## PASSAGE TO READ
One of the best things about Pittsburgh is the generosity of the people living here. Below is a list of some local and national charities that are near and dear to the hearts of Pittsburghers as well as Popular Pittsburgh. Some of these charities have been founded by people just like you. Be sure to show your support, as advocating for them makes the world and Pittsburgh a better place.
Since its founding in 1958, Brother’s Brother Foundation has promoted international health and education by distributing donated medical, educational, agricultural, and other resources. It has provided over $3.5 billion in medical supplies, textbooks, food, seeds, and other humanitarian supplies to people in need in more than 140 countries. Brother’s Brother was founded by Dr. Robert Hingson, a physician and inventor from Pittsburgh. Forbes magazine has rated the foundation as one of the top four most efficient charities, with a 100 percent rating in fundraising efficiency and charitable commitment.
As the main social service agency of the Diocese of Pittsburgh, Catholic Charities aims to serve those in greatest need regardless of their religious affiliation. Since 1910 Catholic Charities has been offering a array of programs to help those who live in the six counties of the diocese: Allegheny, Beaver, Butler, Greene, Lawrence, and Washington. Eighty-six cents of every dollar donated goes directly to assisting those seeking help from Catholic Charities.

## APPLY WHAT YOU READ
[A] Write out the part of the passage on Pittsburgh charities that opens with the words containing "One of the best" and closes with "a better place.".
[B] Carry the passage on Pittsburgh charities forward from its last sentence.
These entries come from a different source than the passage on Pittsburgh charities.

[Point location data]
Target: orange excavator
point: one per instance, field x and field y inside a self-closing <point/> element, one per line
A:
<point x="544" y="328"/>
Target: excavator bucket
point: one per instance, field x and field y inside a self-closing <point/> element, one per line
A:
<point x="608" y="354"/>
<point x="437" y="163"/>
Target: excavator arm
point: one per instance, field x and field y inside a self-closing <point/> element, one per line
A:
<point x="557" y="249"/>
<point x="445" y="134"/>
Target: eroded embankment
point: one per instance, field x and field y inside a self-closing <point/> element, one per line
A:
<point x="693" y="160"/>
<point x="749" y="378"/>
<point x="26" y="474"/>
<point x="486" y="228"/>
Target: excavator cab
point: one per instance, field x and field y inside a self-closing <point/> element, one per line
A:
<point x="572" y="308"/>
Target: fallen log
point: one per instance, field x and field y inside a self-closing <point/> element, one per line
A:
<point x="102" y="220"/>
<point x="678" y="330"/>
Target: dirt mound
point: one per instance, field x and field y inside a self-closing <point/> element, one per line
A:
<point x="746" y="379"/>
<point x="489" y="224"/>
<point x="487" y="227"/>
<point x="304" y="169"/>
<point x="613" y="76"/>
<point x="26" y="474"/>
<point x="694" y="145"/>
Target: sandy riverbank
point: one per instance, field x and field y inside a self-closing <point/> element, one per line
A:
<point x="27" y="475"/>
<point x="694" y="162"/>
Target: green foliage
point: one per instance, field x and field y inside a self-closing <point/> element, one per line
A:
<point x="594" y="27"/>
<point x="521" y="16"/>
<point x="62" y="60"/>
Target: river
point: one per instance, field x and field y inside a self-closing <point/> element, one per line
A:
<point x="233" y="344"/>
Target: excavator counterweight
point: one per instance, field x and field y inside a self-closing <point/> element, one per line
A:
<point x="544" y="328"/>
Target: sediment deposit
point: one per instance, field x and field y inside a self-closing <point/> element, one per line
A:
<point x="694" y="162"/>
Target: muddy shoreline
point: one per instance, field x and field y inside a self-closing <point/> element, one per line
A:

## RESULTS IN ORDER
[A]
One of the best things about Pittsburgh is the generosity of the people living here. Below is a list of some local and national charities that are near and dear to the hearts of Pittsburghers as well as Popular Pittsburgh. Some of these charities have been founded by people just like you. Be sure to show your support, as advocating for them makes the world and Pittsburgh a better place.

[B]
Established in 1893, The Children’s Home was founded to care for orphaned children and place them in loving homes. In 1984, the Pediatric Specialty Hospital was added to provide sub-acute care for infants. Child’s Way, a daycare for children with special medical needs, was added in 1998. With the ongoing and substantial support from the Mario Lemieux Foundation in 2007 it became The Children’s Home of Pittsburgh & Lemieux Family Center and began to focus on the needs of families. That intent is manifested in the many family spaces situated throughout the facility and “Austin’s Playroom” for siblings.
Since 1890, Children’s Hospital of Pittsburgh has been providing excellent patient care for sick and injured children in our area without financial stipulations. In 2012 alone, 28,000 children benefited from The Free Care Fund. In the past 60 years, the community has contributed $60 million to assist these children.
The Food Bank distributes 26.5 million pounds of food to 360,000 people annually. Its network of 365 independent Member Agencies and Partner Distribution Organizations make this possible. To read more check out our interview with Beth Snyder, Public Relations Coordinator for the Greater Pittsburgh Community Food Bank here.
When the steel industry collapsed in the Mon Valley in the 1980s, Rainbow Kitchen Community Services was formed to aid those suffering from the economic downturn. It provides a safety net for the disadvantaged by implementing anti-hunger programs. it also provides case management services for such needs as housing, utilities, and transportation.
More than 70 years ago, entertainer Danny Thomas made a promise to St. Jude that if the saint came to his aid, Thomas would honor him. In 1962, Thomas made good on his pledge and opened St. Jude Children’s Research Hospital. The mission being to find cures for children with cancer and other devastating diseases through research and treatment. Through its impressive work, St. Jude’s has helped change the overall survival rates for childhood cancers from a rate of less than 20 percent when the hospital opened in 1962 to 80 percent today. Through the support of St. Jude, no family ever has to pay for treatment.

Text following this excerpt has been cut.